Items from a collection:
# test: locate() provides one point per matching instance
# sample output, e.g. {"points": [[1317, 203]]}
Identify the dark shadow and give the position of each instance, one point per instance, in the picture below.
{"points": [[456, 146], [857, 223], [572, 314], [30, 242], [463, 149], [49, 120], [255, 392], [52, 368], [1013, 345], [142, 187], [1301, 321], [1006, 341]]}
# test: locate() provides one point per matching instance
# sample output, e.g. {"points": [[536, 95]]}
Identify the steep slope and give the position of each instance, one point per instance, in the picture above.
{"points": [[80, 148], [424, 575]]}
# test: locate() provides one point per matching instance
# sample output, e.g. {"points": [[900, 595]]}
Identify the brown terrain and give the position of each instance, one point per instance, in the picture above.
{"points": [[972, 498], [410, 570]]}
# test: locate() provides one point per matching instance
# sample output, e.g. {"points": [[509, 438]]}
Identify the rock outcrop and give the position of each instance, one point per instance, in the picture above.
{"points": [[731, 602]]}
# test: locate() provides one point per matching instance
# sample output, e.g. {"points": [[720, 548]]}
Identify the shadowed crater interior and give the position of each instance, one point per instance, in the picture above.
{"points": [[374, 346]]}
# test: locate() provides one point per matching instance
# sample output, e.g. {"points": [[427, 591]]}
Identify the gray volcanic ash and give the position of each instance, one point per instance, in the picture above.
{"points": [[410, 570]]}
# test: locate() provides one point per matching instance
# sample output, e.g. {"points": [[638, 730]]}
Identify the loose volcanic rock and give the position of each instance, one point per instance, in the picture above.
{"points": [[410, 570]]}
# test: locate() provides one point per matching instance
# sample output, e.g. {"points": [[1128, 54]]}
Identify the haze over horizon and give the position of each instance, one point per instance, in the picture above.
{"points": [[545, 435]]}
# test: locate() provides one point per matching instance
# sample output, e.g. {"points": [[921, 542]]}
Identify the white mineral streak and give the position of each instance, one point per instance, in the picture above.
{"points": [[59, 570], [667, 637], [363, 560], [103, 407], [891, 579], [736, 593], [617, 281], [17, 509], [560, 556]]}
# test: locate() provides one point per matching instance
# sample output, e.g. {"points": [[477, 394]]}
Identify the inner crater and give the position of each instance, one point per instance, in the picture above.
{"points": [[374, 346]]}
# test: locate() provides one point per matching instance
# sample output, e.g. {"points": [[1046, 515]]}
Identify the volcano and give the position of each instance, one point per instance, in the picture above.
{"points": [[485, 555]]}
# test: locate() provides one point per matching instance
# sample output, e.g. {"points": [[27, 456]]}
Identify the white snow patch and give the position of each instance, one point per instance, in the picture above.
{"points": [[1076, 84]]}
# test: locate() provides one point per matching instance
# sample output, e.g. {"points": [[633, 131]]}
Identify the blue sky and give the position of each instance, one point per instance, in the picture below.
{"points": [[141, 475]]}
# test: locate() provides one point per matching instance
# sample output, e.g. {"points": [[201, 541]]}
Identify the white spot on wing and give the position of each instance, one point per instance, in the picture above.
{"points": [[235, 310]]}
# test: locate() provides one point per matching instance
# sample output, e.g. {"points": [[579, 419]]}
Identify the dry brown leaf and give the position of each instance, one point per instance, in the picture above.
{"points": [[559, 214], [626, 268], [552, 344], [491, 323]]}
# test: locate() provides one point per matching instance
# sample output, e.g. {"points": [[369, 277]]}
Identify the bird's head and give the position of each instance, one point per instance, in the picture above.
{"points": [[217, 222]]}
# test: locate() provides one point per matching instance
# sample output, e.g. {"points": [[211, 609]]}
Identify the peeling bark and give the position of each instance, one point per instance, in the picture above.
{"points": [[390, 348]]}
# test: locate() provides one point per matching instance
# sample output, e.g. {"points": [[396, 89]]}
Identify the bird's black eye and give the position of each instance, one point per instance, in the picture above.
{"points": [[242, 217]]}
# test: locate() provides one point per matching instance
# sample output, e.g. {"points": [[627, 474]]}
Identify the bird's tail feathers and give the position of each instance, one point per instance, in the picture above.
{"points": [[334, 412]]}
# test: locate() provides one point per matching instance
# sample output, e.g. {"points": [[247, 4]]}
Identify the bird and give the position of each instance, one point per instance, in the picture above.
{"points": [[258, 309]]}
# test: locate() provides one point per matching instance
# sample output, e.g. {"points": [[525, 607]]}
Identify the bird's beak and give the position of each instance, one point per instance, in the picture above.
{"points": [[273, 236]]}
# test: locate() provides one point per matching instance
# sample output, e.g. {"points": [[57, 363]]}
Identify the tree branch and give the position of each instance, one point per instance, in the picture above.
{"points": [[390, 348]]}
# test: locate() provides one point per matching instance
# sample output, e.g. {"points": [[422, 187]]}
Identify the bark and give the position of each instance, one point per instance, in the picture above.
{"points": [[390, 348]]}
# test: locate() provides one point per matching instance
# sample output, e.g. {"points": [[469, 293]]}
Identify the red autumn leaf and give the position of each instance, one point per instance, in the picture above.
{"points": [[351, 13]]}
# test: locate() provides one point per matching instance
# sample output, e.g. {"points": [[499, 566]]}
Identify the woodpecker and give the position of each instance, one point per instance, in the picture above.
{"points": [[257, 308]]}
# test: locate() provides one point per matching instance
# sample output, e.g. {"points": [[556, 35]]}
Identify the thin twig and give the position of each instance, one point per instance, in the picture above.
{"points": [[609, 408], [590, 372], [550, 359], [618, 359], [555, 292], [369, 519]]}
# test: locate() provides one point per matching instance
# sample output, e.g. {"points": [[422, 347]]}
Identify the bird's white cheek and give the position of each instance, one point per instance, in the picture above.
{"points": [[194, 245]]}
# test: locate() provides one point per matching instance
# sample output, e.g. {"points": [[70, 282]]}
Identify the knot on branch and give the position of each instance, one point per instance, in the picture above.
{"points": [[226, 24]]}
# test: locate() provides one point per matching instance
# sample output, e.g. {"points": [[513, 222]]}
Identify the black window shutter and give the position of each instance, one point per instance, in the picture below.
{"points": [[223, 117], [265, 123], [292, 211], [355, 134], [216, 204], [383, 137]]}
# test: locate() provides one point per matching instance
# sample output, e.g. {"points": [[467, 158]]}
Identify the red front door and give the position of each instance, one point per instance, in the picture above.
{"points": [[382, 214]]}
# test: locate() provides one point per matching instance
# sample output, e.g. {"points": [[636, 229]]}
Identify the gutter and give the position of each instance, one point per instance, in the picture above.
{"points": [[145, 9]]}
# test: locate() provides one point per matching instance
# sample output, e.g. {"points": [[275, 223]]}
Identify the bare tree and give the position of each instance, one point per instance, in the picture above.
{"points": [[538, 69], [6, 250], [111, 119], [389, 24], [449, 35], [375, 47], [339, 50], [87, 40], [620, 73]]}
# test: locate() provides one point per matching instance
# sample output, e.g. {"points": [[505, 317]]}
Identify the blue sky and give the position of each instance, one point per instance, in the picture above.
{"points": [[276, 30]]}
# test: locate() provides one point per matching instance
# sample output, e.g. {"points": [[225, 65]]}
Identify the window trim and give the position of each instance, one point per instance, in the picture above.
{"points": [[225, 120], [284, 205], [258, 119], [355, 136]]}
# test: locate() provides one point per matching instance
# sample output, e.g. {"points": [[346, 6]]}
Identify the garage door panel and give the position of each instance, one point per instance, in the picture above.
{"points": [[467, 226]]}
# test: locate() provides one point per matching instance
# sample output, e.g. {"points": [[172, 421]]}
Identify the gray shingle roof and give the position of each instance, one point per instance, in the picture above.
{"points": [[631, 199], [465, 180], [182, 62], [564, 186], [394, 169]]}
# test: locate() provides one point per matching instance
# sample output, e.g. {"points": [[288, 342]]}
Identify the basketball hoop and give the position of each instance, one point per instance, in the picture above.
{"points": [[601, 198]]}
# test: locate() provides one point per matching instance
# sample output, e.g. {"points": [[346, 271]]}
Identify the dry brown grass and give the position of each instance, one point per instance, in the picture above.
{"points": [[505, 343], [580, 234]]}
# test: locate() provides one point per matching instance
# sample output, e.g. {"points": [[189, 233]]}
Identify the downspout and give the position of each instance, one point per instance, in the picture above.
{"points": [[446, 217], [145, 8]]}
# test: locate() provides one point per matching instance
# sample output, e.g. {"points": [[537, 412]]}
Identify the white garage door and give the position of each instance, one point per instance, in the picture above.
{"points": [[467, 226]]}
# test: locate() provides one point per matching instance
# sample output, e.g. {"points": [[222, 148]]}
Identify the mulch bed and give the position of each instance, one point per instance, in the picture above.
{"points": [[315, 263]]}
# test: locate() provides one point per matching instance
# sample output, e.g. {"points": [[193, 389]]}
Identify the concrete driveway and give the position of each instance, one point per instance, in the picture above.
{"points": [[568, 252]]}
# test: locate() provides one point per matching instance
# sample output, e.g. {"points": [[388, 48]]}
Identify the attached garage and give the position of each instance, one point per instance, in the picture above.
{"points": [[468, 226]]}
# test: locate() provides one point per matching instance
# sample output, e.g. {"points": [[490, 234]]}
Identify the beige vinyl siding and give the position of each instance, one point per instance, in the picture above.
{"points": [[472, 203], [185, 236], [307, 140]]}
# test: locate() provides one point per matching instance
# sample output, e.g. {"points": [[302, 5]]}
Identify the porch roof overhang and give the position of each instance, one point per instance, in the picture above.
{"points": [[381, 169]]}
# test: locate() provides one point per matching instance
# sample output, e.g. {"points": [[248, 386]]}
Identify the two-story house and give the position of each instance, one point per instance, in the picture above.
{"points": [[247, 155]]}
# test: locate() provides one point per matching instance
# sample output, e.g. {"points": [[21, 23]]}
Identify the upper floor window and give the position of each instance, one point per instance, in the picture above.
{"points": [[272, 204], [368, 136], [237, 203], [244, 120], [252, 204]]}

__Aim__.
Find every line in the items above that contains the word "below" and copy each one.

__The reply__.
Identify the dark shadow and give the position of each instance, one point per instance, in the picture below.
Identify the blue sky and give the position of each instance, one point per instance, in the picture below.
Identify the black window shutter and give the position of each instance, one point per instance, in the picture below.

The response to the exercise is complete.